▶ _PAGE EXTRACT_
---------------
Archives for Category "General Musings"
November 8, 2007
Too Many Choices
The Washington Post Magazine (a pale and rather provincial shadow of the NYT Magazine), recently had an issue on public schools and private schools in the Washington Metro region and the agonizing choices parents have to make. What a nightmare. On the one hand, some of (even the good) public schools sound like fascist little teach-to-the-test drilling regimes, and on the other hand, the private schools around here are full of over-privileged, rich brats who believe their lives are just terribly, terribly stressful and it's so unfair that those poor kids get a break on admission fees to colleges. I did like this statement from one mother who sends her kids to public school:within reason, a certain amount of rough and tumble prepares children for a world in which they will have to advocate for themselves and find the inner resources to rise to adversity.Time enough, perhaps, to settle into the comfortable arms of privilege at the elite colleges and universities? I was talking with a somewhat older friend of mine who has children in Montgomery Country and who also grew up in Maine. He related how it's very different in urban/suburban areas where there are numerous choices as to what school to go to (and, sometimes, where to live to ensure that) versus where we grew up where you in District X which had its one high school and one middle school and that was that.
---------------
▶ _ENTRIES_
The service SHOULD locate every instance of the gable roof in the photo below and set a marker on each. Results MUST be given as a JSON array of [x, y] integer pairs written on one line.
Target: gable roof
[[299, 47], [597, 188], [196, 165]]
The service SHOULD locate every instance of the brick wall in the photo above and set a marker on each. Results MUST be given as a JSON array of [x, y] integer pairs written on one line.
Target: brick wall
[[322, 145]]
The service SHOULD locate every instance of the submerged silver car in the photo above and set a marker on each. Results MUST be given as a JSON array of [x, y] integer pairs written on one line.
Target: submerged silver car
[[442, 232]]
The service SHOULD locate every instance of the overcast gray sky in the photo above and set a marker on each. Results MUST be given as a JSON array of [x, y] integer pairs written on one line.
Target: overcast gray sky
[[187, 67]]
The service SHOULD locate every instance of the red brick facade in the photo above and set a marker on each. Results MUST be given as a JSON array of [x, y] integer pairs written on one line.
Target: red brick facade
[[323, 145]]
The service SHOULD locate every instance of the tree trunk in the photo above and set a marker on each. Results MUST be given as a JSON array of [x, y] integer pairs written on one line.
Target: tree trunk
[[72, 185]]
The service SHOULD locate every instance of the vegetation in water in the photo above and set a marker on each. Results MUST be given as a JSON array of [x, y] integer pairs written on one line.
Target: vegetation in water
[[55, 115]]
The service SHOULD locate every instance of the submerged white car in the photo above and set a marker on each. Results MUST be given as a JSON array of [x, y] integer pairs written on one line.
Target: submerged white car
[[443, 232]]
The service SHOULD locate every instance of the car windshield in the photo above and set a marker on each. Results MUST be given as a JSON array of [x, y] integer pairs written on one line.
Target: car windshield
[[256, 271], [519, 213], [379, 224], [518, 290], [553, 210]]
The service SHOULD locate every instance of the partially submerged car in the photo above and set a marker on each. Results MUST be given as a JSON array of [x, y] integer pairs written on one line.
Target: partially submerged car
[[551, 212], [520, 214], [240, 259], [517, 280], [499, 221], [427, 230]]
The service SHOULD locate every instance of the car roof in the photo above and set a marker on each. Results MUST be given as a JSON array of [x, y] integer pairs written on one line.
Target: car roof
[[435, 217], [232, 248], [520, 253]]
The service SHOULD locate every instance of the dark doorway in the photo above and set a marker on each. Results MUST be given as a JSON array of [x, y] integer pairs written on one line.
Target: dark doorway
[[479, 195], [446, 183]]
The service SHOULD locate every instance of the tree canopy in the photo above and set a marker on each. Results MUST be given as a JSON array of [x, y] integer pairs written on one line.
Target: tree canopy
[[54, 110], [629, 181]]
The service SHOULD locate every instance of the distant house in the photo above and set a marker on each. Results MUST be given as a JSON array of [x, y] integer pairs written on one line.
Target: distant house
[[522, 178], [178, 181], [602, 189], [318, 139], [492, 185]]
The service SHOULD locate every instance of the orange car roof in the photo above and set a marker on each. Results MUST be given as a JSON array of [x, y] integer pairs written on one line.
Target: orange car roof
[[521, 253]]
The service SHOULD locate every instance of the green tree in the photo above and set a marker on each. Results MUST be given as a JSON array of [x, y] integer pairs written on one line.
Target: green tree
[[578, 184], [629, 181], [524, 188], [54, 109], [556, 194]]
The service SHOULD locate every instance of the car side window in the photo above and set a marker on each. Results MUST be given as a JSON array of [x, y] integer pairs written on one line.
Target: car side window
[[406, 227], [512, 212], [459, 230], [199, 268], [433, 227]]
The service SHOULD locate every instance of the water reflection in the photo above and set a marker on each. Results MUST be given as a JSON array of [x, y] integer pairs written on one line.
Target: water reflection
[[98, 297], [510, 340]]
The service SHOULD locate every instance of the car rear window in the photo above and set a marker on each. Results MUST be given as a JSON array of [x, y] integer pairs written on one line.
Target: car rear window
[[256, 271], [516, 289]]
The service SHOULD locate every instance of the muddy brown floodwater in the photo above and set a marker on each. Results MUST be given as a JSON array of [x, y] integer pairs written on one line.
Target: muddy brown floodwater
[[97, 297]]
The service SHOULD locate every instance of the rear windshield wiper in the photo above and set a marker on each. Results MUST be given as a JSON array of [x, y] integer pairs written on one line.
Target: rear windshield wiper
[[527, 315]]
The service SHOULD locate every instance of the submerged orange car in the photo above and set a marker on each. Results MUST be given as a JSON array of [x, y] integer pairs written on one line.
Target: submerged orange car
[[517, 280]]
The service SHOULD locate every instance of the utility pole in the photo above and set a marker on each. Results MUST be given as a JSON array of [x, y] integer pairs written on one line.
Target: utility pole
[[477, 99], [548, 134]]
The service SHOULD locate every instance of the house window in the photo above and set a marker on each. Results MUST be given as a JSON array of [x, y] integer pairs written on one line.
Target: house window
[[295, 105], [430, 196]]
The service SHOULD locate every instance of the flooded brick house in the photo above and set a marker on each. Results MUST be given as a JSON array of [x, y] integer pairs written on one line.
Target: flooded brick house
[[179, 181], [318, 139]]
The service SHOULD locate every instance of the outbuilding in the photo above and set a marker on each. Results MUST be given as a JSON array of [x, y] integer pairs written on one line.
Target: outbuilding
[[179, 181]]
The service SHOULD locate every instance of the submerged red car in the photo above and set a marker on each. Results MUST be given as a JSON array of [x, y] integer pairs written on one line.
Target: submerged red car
---------------
▶ _PROBLEMS TO WORK ON_
#1 In the post on school choices, where did the writer's older friend grow up?
#2 Condense the post on school choices, the paragraph beginning "The Washington Post Magazine (a pale and rather provincial shadow", into a short bulleted list that keeps its main facts.

▶ _FULL SOLUTIONS_
#1 Maine

#2
- The Washington Post Magazine ran an issue on public and private schools in the Washington Metro region and the hard choices parents face.
- The writer calls it a nightmare: some public schools, even good ones, sound like teach-to-the-test drilling regimes, while the local private schools are full of over-privileged, rich children who think their lives are terribly stressful.
- The writer liked one public-school mother's view that, within reason, some rough and tumble prepares children to advocate for themselves and rise to adversity.
- An older friend, who has children in Montgomery Country and also grew up in Maine, noted a contrast. Urban and suburban areas offer many school choices, sometimes including where to live to get them. Where they grew up, a district had one high school and one middle school.